What do course evaluations evaluate?

It would be interesting if course evaluations evaluated teaching effectiveness. A low evaluation would mean the students did not learn much, while a high one indicated a very good teacher. For this to happen, it seems students need to be able to tell if they learned much.
Given what we know now about self-knowledge,** we shouldn’t expect students to be able to tell how effective some teaching really is. And though the evidence is early and fairly small, it looks as though students are NOT very good at assessing how well they are taught.

See the CHE Article:

In an experiment students heard the same lecture—on why calico cats tend to be female—from two instructors, one fluent and engaging, the other halting and stiff. Unexpectedly, both groups of students scored equally well on a test of the material, even though the students with the better lecturer thought they’d learned more.

** easy to read references: Thinking fast and slow, by Kahneman; The Invisible Gorilla, by Simons and Chabris

10 thoughts on “What do course evaluations evaluate?

  1. Although I think that it is an absolute travesty that so many universities use student evaluations as a measure of teaching effectiveness, the comments on the article are pretty good about the limitations of this study.
--------------------------------
▶ _Objective A_: In the post on course evaluations, what was the lecture in the experiment about?
▶ _Objective B_: Duplicate the part of the post on course evaluations that opens with the words containing "10 thoughts on" and closes with "of this study.".
▶ _Objective C_: For each statement, answer yes or no according to the post on course evaluations, and quote the words that decide it: (i) Both groups of students did equally well on the test. (ii) The post describes the evidence as large and settled. (iii) Students who had the better lecturer believed they had learned less.
The entries after the post on course evaluations aren't needed for any of this.

Entries from a data collection:
--------------------------------
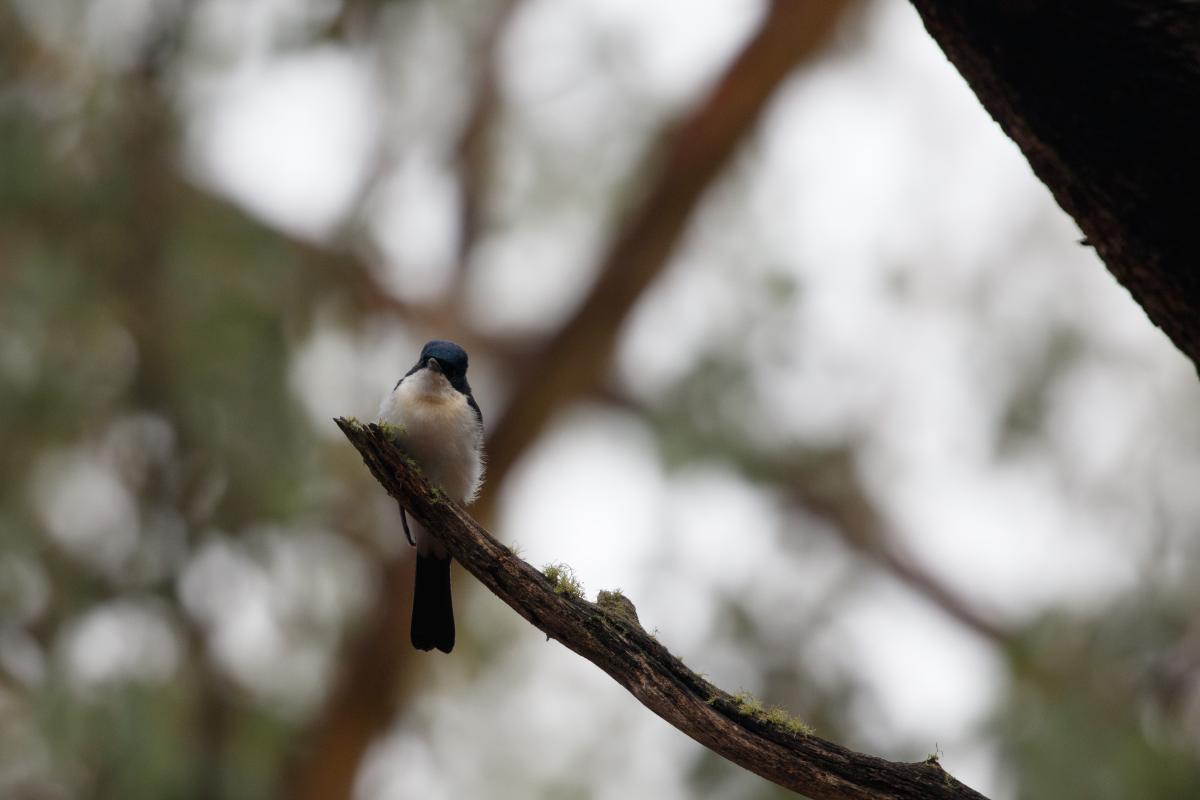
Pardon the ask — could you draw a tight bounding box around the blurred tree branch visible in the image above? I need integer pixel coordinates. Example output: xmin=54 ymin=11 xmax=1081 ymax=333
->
xmin=286 ymin=0 xmax=852 ymax=798
xmin=913 ymin=0 xmax=1200 ymax=374
xmin=333 ymin=419 xmax=983 ymax=800
xmin=476 ymin=0 xmax=851 ymax=519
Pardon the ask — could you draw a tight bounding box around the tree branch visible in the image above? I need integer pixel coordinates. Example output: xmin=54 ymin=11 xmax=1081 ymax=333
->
xmin=912 ymin=0 xmax=1200 ymax=365
xmin=476 ymin=0 xmax=852 ymax=519
xmin=336 ymin=419 xmax=983 ymax=800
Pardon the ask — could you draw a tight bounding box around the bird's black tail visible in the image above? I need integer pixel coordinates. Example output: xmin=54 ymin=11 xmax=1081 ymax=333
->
xmin=412 ymin=555 xmax=454 ymax=652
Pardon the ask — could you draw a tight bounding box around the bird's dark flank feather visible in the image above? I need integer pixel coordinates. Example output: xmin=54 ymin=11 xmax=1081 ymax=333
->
xmin=379 ymin=339 xmax=484 ymax=652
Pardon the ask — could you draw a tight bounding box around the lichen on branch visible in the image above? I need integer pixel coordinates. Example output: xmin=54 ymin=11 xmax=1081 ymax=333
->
xmin=335 ymin=419 xmax=984 ymax=800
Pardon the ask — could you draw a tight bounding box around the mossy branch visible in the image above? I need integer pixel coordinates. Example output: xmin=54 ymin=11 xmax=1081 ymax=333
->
xmin=335 ymin=419 xmax=984 ymax=800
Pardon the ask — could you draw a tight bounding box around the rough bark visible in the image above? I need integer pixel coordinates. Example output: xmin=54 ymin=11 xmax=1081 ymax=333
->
xmin=912 ymin=0 xmax=1200 ymax=365
xmin=336 ymin=419 xmax=983 ymax=800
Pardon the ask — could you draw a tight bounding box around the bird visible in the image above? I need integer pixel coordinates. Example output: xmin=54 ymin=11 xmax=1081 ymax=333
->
xmin=378 ymin=339 xmax=484 ymax=652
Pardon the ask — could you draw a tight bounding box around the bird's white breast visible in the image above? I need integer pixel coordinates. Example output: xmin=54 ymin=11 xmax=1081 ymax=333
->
xmin=379 ymin=369 xmax=484 ymax=504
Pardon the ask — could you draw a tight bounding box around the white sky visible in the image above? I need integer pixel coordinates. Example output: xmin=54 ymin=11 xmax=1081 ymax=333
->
xmin=166 ymin=0 xmax=1200 ymax=798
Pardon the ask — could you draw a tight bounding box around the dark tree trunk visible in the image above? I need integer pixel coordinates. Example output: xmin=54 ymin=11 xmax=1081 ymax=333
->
xmin=912 ymin=0 xmax=1200 ymax=365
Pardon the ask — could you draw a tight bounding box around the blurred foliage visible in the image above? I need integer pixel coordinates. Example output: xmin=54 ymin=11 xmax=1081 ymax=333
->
xmin=7 ymin=0 xmax=1200 ymax=799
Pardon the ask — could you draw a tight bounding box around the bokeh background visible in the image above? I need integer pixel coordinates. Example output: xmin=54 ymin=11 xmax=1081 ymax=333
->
xmin=7 ymin=0 xmax=1200 ymax=800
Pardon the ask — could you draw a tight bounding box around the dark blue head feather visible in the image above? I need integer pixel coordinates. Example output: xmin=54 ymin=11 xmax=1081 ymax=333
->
xmin=396 ymin=339 xmax=484 ymax=422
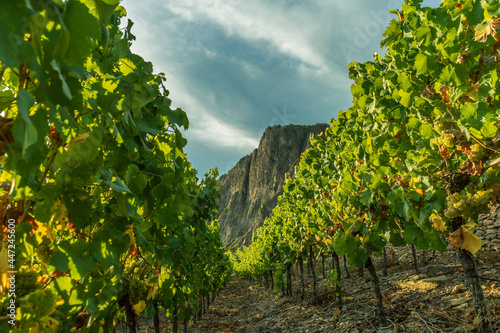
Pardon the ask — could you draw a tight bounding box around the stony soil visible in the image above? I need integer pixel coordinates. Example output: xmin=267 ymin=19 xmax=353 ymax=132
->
xmin=121 ymin=248 xmax=500 ymax=333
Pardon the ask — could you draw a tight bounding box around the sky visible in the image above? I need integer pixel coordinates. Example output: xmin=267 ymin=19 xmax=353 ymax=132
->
xmin=121 ymin=0 xmax=440 ymax=176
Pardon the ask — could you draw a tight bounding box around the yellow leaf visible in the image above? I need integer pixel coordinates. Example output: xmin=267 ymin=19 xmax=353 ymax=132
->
xmin=35 ymin=221 xmax=54 ymax=240
xmin=448 ymin=225 xmax=483 ymax=254
xmin=68 ymin=133 xmax=90 ymax=145
xmin=146 ymin=285 xmax=157 ymax=301
xmin=125 ymin=225 xmax=135 ymax=245
xmin=132 ymin=301 xmax=146 ymax=314
xmin=464 ymin=220 xmax=477 ymax=229
xmin=461 ymin=226 xmax=483 ymax=254
xmin=429 ymin=214 xmax=446 ymax=231
xmin=474 ymin=19 xmax=500 ymax=43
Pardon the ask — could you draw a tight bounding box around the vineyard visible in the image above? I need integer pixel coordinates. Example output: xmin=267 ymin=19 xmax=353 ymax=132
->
xmin=0 ymin=0 xmax=500 ymax=332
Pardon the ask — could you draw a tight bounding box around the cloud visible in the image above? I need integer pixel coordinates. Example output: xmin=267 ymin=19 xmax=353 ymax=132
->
xmin=122 ymin=0 xmax=438 ymax=172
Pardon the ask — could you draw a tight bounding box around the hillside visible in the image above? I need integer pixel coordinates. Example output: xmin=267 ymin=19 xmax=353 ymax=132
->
xmin=219 ymin=124 xmax=328 ymax=247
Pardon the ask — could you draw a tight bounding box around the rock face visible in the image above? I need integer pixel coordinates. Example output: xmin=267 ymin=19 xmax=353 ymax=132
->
xmin=219 ymin=124 xmax=328 ymax=247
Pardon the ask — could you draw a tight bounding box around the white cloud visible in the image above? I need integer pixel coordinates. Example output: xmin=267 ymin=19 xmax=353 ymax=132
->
xmin=166 ymin=0 xmax=329 ymax=71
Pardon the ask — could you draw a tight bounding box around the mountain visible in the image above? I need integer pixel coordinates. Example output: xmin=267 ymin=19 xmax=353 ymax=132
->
xmin=219 ymin=124 xmax=328 ymax=247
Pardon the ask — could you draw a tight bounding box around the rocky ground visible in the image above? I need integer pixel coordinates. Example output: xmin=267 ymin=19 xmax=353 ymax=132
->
xmin=122 ymin=245 xmax=500 ymax=333
xmin=117 ymin=208 xmax=500 ymax=333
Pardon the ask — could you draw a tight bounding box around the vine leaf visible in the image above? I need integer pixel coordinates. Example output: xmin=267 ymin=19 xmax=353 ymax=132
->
xmin=474 ymin=19 xmax=500 ymax=43
xmin=132 ymin=301 xmax=146 ymax=314
xmin=448 ymin=225 xmax=483 ymax=254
--------------------------------
▶ _Answer A_: Why calico cats tend to be female.

▶ _Answer B_:
10 thoughts on “What do course evaluations evaluate?

  1. Although I think that it is an absolute travesty that so many universities use student evaluations as a measure of teaching effectiveness, the comments on the article are pretty good about the limitations of this study.

▶ _Answer C_:
(i) Yes: "both groups of students scored equally well on a test of the material"
(ii) No: "though the evidence is early and fairly small"
(iii) No: "even though the students with the better lecturer thought they’d learned more"